◆ **AIM**
Produce a verbatim transcription of the records below, beginning at the line containing "Locate every instance of the woodland" and ending at the final line; include only those lines.

═════ DATASET ROWS

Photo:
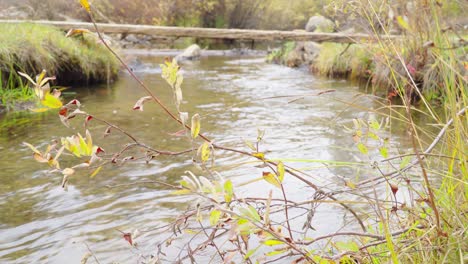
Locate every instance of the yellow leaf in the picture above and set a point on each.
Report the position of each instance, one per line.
(32, 148)
(195, 129)
(181, 192)
(96, 171)
(51, 101)
(350, 184)
(205, 152)
(40, 110)
(271, 178)
(85, 5)
(39, 158)
(259, 155)
(281, 170)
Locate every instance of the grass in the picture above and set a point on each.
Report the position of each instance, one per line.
(31, 48)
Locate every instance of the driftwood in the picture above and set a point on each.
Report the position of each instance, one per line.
(213, 33)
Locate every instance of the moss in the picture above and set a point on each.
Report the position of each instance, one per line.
(32, 48)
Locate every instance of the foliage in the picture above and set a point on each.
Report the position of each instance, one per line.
(428, 225)
(31, 48)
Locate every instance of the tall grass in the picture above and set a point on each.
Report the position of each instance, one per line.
(31, 48)
(426, 64)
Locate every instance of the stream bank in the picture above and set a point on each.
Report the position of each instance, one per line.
(78, 59)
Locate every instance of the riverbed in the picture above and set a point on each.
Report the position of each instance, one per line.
(235, 95)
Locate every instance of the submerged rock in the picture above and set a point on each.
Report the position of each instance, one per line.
(193, 52)
(320, 24)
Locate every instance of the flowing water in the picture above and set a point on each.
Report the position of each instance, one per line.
(235, 95)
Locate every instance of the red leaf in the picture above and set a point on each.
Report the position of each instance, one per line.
(75, 102)
(140, 102)
(63, 111)
(394, 188)
(87, 119)
(99, 150)
(107, 132)
(128, 237)
(411, 69)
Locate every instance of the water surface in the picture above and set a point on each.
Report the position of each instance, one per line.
(42, 223)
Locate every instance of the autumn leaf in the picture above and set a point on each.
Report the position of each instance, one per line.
(85, 5)
(271, 178)
(195, 129)
(139, 104)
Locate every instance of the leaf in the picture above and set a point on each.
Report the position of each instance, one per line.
(95, 172)
(350, 246)
(273, 242)
(251, 252)
(374, 124)
(39, 158)
(76, 31)
(85, 5)
(139, 104)
(51, 101)
(68, 171)
(281, 170)
(40, 110)
(350, 184)
(128, 238)
(214, 217)
(402, 22)
(405, 161)
(205, 152)
(271, 178)
(250, 145)
(259, 155)
(250, 212)
(195, 129)
(384, 152)
(228, 191)
(183, 117)
(34, 149)
(362, 148)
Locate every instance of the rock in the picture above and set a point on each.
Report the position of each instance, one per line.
(193, 52)
(311, 50)
(293, 58)
(320, 24)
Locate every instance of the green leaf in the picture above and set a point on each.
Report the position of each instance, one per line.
(362, 148)
(214, 217)
(271, 178)
(273, 242)
(195, 129)
(281, 170)
(374, 125)
(250, 145)
(205, 152)
(228, 191)
(51, 101)
(251, 252)
(250, 212)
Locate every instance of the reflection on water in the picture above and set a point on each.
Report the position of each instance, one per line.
(39, 222)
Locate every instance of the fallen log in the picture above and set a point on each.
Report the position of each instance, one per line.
(213, 33)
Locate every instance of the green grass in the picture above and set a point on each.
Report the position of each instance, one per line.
(31, 48)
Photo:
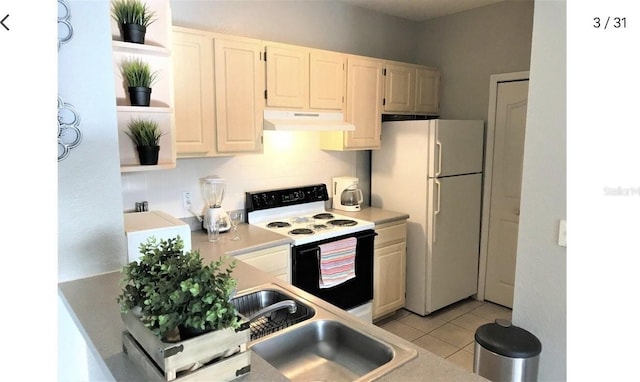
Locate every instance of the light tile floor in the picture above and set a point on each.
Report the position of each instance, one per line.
(449, 332)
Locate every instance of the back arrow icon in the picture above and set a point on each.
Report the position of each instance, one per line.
(2, 22)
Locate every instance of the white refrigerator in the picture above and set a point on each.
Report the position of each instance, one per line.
(432, 170)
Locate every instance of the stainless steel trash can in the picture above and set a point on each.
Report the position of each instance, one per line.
(504, 352)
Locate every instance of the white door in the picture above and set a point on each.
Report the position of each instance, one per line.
(510, 119)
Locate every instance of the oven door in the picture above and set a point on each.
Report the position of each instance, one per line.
(305, 272)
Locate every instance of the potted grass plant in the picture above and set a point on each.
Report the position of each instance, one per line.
(139, 78)
(133, 18)
(145, 135)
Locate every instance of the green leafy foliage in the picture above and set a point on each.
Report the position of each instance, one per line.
(175, 288)
(132, 12)
(137, 73)
(144, 132)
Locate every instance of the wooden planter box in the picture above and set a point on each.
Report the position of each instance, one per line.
(218, 355)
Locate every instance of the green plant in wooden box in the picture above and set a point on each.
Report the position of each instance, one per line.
(176, 290)
(133, 18)
(139, 79)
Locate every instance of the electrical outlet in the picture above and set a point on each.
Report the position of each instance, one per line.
(186, 200)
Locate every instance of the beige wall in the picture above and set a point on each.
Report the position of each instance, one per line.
(470, 46)
(321, 24)
(539, 301)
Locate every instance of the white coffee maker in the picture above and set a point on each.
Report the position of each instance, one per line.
(347, 195)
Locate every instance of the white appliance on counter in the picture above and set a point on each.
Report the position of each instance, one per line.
(346, 194)
(139, 226)
(432, 170)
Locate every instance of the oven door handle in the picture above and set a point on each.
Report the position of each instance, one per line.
(314, 250)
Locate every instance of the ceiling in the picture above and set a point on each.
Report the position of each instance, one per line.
(420, 10)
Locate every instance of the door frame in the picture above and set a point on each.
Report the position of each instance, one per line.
(494, 81)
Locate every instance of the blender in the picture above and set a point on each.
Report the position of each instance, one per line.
(213, 192)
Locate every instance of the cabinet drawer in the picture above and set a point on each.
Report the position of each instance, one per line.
(274, 261)
(389, 233)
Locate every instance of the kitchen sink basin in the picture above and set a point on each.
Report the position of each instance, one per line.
(324, 350)
(273, 311)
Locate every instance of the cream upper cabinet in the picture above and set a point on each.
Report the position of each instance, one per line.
(363, 107)
(389, 268)
(303, 78)
(239, 79)
(399, 88)
(218, 87)
(427, 90)
(287, 76)
(327, 80)
(411, 89)
(193, 89)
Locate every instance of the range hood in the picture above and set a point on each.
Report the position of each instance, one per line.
(285, 120)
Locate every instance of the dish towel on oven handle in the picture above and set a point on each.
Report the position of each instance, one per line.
(337, 262)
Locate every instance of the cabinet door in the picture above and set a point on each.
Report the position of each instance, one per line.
(287, 77)
(239, 79)
(193, 89)
(427, 91)
(399, 88)
(326, 80)
(364, 102)
(390, 276)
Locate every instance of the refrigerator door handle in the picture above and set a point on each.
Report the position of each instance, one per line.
(436, 211)
(439, 148)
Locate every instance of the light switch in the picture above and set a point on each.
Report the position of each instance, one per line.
(562, 233)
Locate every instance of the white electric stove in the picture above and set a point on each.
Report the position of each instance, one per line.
(300, 214)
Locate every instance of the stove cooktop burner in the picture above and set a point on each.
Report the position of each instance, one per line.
(342, 222)
(278, 225)
(324, 215)
(318, 227)
(301, 231)
(301, 219)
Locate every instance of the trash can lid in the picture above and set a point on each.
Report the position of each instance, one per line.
(507, 340)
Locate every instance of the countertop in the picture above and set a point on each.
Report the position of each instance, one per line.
(93, 302)
(374, 214)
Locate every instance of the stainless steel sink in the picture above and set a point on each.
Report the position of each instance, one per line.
(323, 343)
(324, 350)
(273, 319)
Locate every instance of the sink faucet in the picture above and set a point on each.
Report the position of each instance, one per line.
(271, 309)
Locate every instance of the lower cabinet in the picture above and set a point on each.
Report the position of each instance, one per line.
(274, 261)
(389, 268)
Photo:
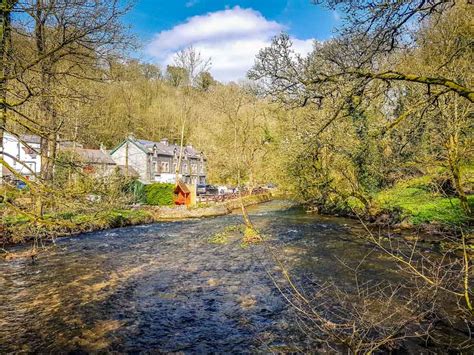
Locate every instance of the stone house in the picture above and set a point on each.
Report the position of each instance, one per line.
(157, 161)
(22, 153)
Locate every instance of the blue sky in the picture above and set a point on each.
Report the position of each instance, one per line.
(229, 32)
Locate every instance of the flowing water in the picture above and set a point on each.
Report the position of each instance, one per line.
(165, 288)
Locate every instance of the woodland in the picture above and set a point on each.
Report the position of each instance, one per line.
(375, 123)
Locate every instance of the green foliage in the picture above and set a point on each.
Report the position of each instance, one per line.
(159, 194)
(137, 189)
(223, 236)
(420, 205)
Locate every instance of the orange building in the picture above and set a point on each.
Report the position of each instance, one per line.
(182, 194)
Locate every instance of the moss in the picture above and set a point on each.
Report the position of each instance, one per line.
(159, 194)
(223, 236)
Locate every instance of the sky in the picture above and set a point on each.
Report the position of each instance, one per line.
(229, 32)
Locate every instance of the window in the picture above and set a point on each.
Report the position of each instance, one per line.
(165, 167)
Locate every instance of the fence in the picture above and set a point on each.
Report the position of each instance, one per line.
(206, 198)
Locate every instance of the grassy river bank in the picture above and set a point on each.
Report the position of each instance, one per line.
(23, 229)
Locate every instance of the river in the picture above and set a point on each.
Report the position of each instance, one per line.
(165, 288)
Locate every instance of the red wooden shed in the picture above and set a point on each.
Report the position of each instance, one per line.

══════════

◆ **ANSWER IN FULL**
Locate every instance of the woodland in the picture above and set a point on each.
Report the position of each instance, one per line.
(375, 123)
Locate every instance of the green foliage in the picture above and set a point on each.
Report the position of each instance, one per line.
(159, 194)
(137, 189)
(223, 236)
(420, 205)
Locate every instance of the orange building in the picture above and set a point on each.
Report the position of each instance, one per line.
(182, 194)
Locate every instance of the moss in the picture above and set a point on each.
Report the position of each instance, one per line.
(159, 194)
(223, 236)
Locate every instance of the sky in the picture above and set a point on each.
Report the position of each instance, one per line.
(229, 32)
Locate every instance of the window in the picture above and set a point on each.
Report the position of each instance, one per line.
(165, 167)
Locate every instance of the fence in the picture above and set a point on each.
Report the position of each instance, one per line.
(206, 198)
Locate every instance of the grassy river bank in the picture above and set a point on each.
Report the position of each instance, one per line.
(23, 229)
Locate every instance of the river in the picture above and set a point on each.
Report the position of each instance, one per line.
(165, 288)
Locate every instance of the red wooden shed in the picture above and set a point on each.
Report the position of each instance, one per line.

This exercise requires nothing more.